Quote only the lines that start at the line with "Indicate the cabin" and run to the end of the entries; omit the pictures.

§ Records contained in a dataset
__________________________________________________
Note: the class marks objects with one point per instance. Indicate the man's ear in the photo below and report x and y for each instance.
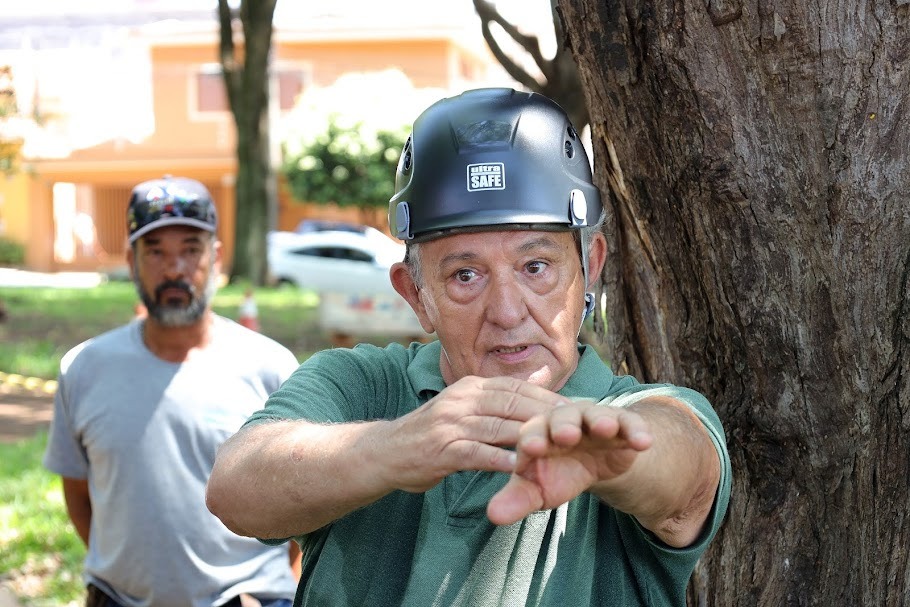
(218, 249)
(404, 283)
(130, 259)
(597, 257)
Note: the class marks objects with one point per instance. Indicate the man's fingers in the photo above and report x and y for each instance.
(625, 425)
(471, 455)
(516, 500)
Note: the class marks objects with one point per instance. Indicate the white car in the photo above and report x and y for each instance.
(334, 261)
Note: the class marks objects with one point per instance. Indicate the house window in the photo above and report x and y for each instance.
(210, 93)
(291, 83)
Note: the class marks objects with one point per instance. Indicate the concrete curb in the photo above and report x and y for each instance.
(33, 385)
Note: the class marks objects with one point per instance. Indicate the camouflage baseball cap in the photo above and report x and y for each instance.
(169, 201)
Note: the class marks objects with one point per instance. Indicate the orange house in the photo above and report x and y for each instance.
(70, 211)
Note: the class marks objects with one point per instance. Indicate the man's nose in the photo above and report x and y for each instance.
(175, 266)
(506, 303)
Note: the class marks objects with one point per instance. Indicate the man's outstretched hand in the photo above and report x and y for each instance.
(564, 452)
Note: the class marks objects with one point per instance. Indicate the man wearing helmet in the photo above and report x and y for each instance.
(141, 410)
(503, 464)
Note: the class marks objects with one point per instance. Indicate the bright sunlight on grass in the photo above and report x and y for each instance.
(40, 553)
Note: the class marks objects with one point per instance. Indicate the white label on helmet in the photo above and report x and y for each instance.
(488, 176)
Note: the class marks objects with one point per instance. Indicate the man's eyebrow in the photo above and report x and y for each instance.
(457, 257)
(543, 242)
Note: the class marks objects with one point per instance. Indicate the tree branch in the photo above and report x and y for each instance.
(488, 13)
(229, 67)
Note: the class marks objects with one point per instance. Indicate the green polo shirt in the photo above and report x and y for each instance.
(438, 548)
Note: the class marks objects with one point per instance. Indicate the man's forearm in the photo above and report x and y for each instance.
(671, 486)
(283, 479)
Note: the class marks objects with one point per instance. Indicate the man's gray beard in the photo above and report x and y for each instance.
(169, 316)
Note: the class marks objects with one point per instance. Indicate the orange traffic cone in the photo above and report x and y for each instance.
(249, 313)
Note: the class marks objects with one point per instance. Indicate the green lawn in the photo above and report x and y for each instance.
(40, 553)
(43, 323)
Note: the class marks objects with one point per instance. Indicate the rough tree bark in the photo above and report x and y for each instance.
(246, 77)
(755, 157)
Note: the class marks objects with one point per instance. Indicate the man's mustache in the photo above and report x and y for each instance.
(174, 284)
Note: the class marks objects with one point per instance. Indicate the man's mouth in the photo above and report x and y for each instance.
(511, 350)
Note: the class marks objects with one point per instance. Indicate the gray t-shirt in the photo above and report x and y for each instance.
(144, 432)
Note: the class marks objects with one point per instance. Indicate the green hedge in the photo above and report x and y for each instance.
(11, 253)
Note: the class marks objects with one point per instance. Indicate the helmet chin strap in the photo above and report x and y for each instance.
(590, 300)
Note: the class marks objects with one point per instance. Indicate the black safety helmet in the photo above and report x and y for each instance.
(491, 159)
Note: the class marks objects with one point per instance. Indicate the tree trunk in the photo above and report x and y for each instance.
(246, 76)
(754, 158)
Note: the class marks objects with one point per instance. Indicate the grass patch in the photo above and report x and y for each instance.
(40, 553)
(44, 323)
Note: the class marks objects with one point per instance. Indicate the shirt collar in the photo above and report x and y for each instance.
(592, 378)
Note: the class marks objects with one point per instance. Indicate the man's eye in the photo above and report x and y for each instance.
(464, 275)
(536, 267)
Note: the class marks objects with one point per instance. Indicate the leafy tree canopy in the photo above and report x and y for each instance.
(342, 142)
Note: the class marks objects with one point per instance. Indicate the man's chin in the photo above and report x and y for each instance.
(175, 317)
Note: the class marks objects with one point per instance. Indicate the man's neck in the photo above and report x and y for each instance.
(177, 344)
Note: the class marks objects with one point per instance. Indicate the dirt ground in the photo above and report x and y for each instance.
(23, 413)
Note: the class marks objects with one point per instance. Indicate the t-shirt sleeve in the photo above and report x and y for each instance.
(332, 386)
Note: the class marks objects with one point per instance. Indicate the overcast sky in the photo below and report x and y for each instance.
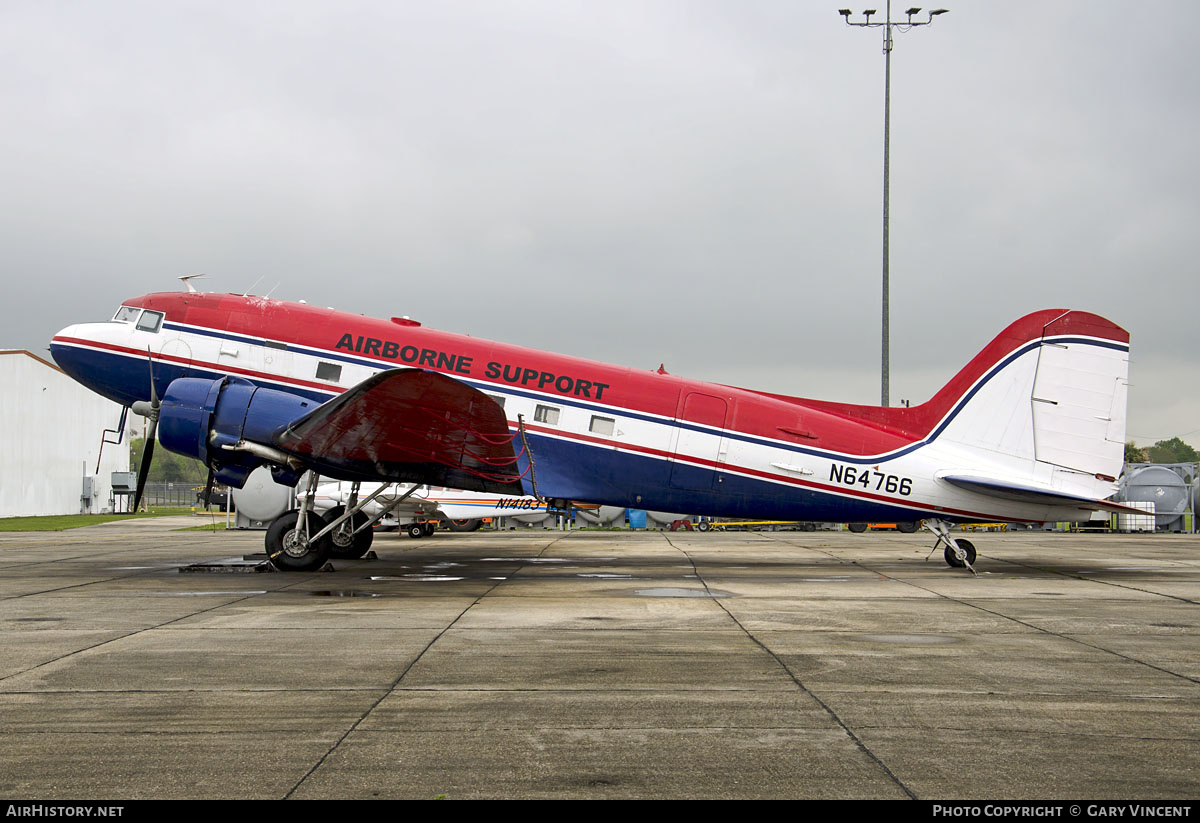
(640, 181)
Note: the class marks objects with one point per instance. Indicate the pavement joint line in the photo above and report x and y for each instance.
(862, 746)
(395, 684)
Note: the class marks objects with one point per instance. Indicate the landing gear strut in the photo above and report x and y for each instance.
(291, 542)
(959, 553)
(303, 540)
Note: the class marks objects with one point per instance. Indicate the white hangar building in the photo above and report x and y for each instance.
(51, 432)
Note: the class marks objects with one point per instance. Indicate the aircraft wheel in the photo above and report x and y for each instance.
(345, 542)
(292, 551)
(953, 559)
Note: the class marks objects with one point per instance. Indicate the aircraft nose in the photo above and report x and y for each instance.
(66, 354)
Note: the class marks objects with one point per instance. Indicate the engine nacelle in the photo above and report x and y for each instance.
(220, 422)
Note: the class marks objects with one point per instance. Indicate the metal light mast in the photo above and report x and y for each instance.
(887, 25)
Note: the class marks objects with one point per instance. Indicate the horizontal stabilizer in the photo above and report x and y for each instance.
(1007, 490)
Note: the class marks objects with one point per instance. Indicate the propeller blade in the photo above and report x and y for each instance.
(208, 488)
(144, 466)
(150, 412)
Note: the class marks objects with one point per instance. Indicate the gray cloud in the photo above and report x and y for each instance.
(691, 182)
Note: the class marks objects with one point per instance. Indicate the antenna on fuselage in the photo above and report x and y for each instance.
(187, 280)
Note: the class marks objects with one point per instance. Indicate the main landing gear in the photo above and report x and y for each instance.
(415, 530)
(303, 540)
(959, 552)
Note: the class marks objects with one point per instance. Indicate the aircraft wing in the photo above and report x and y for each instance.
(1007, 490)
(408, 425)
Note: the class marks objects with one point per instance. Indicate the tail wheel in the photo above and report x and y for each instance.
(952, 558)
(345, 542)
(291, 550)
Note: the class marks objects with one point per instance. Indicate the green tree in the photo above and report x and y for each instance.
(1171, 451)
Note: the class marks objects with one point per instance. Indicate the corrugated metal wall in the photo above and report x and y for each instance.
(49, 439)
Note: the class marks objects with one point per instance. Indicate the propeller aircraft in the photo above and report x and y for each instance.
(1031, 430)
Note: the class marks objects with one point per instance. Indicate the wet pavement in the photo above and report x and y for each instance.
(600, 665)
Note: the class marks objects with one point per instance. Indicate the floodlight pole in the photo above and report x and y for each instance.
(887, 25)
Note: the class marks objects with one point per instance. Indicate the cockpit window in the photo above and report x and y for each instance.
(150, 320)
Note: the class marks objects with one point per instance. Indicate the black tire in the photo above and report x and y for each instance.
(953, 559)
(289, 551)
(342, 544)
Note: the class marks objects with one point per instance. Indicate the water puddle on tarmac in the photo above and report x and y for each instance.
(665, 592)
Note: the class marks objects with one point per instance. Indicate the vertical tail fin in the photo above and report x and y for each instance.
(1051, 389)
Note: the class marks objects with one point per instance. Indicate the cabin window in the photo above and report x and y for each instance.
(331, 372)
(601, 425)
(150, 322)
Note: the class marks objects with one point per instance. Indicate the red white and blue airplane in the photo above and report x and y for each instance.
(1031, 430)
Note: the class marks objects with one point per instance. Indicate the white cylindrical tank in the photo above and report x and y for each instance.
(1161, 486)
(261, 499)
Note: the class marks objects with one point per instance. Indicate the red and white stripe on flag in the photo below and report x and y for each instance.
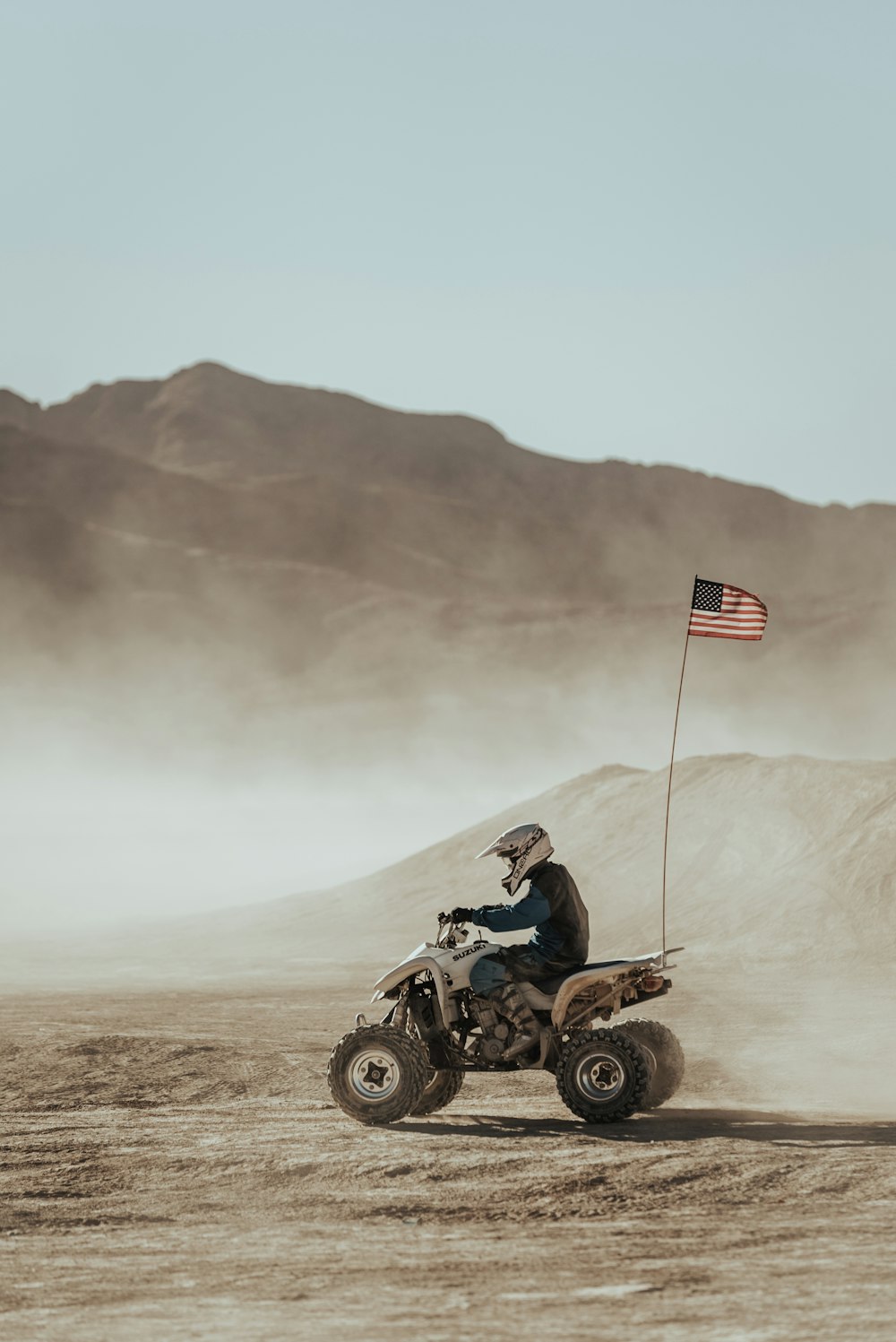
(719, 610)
__________________________________________________
§ Response below
Note: the class marks objects with one point per instance. Indicate the cabin window in the photo above and report x and y for each instance.
(331, 372)
(601, 425)
(150, 322)
Note: the class marks objects with one point per instance. Indicate the red white and blue airplane in the photo above and report x and y for each instance.
(1031, 430)
Note: the class marks objects with one point per instance. Indicate the white cylindrical tank in the photo above and report x and y for each instance.
(1161, 486)
(261, 499)
Note: the class marks objects with one point per instance. Indicate the red and white stripe on flag in the photo below and report x and y for each instance.
(719, 610)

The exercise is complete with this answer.